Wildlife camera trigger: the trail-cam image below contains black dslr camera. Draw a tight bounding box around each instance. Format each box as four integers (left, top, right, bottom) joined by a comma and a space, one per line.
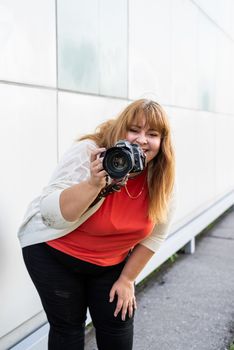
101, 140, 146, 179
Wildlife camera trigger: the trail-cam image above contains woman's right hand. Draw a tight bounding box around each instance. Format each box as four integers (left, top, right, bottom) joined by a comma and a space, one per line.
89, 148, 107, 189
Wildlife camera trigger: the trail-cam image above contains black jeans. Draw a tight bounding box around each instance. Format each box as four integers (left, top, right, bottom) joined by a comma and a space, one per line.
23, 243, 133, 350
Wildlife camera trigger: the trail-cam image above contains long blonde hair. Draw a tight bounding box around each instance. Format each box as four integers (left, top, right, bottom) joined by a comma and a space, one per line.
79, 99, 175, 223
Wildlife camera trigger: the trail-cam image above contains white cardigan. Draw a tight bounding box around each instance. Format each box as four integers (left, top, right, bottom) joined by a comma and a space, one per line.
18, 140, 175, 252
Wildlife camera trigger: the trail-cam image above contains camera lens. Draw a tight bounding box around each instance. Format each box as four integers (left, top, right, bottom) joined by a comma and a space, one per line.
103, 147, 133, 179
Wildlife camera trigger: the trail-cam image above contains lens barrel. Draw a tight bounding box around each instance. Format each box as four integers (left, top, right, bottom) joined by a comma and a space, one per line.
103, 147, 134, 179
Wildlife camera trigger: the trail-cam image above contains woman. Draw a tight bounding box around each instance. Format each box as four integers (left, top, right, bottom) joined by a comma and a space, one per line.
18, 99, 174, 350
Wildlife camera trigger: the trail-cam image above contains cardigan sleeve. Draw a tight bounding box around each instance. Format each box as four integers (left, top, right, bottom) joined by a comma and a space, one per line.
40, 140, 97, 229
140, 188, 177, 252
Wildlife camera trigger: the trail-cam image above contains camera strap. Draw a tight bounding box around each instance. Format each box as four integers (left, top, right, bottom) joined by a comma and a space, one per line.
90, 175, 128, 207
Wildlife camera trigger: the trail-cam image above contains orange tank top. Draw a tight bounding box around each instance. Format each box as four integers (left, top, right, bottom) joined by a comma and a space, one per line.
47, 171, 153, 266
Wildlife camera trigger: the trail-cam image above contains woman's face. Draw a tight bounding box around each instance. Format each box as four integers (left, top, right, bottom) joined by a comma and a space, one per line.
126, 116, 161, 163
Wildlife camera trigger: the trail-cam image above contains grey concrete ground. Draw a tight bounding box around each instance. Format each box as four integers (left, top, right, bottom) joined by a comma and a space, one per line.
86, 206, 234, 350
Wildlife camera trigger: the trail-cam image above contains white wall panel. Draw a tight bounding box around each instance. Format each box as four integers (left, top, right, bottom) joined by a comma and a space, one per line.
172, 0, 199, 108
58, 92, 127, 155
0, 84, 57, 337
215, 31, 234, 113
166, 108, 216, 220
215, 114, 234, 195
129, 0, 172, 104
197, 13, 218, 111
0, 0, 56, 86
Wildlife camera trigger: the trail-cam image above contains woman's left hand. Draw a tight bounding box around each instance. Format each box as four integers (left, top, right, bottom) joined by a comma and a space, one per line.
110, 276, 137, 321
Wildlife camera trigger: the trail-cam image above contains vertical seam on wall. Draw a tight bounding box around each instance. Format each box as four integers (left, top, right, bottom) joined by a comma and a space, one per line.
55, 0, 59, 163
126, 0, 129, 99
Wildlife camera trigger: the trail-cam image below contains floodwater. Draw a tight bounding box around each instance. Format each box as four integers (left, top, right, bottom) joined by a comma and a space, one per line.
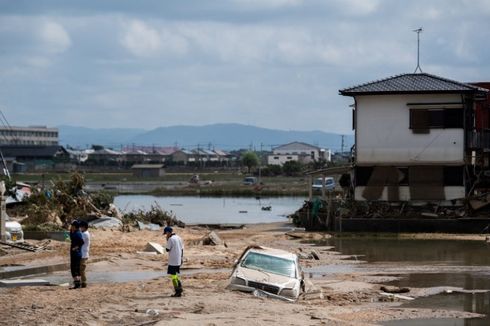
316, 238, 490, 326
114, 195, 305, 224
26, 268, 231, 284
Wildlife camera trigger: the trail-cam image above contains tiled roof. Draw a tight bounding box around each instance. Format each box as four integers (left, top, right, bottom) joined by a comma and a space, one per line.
____
> [What you should do]: Retype every one of the entries above verbatim, leaving out the pictures.

> [Answer to this task]:
Wildlife camera trigger: the trail-cam image below contains black dslr camera. Draw a tight bounding box around each instance. Format each box as four integers (left, top, right, bottom) joined by a comma and a space, one per line.
101, 140, 146, 179
Wildlife camera trigger: the trail-cam image above contains woman's right hand. Draw a tight bounding box around each instance. Format each box as four integers (left, top, right, bottom) joined by a comma and a space, one per line.
89, 148, 107, 189
Wildlife camera trigger: the trail-cam image above contains black jeans. Draw a tight bounding box around each instance. Format each box as four integers (left, top, right, bottom) joined by a comma and a space, one per line.
23, 243, 133, 350
Wildlife camera trigger: the trail-cam image above contains long blonde hair. Draw a tight bounding box around each instance. Format each box as four integers (left, top, right, bottom) joined by a comma and a space, one per line.
79, 99, 175, 223
Wildlife camera trigger: the trail-cam image above contains white cardigan. Draw a tight bounding box around each instance. Format each box as four integers (left, top, right, bottom) joined by a comma and a space, one per line.
18, 140, 175, 252
Wildlife camera trigger: the trail-cam image above contains camera lens. Draw a tight bounding box around each instance. Format each box as four integers (left, top, right, bottom) joined by a comma and a space, one per line.
103, 147, 133, 179
Wildlife camera trigger: the trail-cam image above contains lens barrel. Draw a tight bounding box around each instance. Format each box as four integers (left, top, right, bottom) joined by a comma and a space, one per line.
103, 147, 134, 179
Wildlife camera trigger: the trail-cam image above contains woman. Draw a tight bounding box around each instance. Format each box as four integers (left, top, right, bottom) joined by a comma and a space, one per line.
18, 99, 174, 350
Wildlife camera trigger: the trail-cam image above contains cardigan sleeve. Draw a tight bounding box around each instance. Format each box as four integers (left, top, right, bottom) joined by a comma and a space, one per line.
40, 140, 97, 229
140, 188, 177, 252
Wildlife camera trigger: the trail-cam image above contains camera strap. Draw a tight bounding box around each instance. Format each box as four integers (left, top, right, bottom) joined by a comma and a space, one per line.
90, 175, 128, 207
Wildlife camera trigger: the trail-cam image above contains orange tank top. Draw a tight bounding box around each instance. Format each box as four integers (left, top, right, bottom) joined by a comma and a space, one per line.
47, 171, 153, 266
Wildlife camera trigger: the trail-cam image above contains woman's face. Draw a tight bounding box around each instance. Format each box as four integers (left, top, right, bottom) joined by a comma and a space, one per line.
126, 116, 161, 163
Wildlife camera trigger: the trail-cam image above contains grey concrete ground. Draw a tight bounding box around each instance. Format each box as four integers (left, top, right, bottom) joined by a comma and a space, one per line.
86, 206, 234, 350
Wildlife camera trigger: the trail-cam image above contains white wall panel. Draw a tight bounding box around each instance. Format each box as four integers (left, top, right, bottom) joined by a comma and a space, one per line.
172, 0, 199, 108
58, 92, 127, 155
0, 84, 57, 337
215, 31, 234, 113
166, 108, 216, 220
215, 114, 234, 195
129, 0, 172, 104
197, 13, 218, 111
0, 0, 56, 86
Wildlife camera trigger: the trail-cam image above contains woman's left hand. Draw a tight bounding box around each instance. Format each box as four integers (left, top, right, bottom) joined by a comma and a space, one per line.
110, 276, 137, 321
Wildlife camera trigger: the trail-cam image above contains vertical seam on wall. Draw a tight bounding box around each instance. Format each box as four integers (left, top, right, bottom) joined by a comma and a space, one per line.
55, 0, 59, 163
126, 0, 129, 99
Wildlife camera trigger: the trail-cam image below contains floodwater. Draw a tight bounding box around each instance. Format each box as four integers (left, top, right, bottom) joined by a comma and a space, one per line.
316, 238, 490, 326
114, 195, 305, 224
26, 268, 231, 284
Wildlife camera trigger: the trail-cam image above contains tiled roof. Draw a tight bounding box around each instance. Format each box as four integers (left, top, right, bottom) joined by a comma and a space, one per line.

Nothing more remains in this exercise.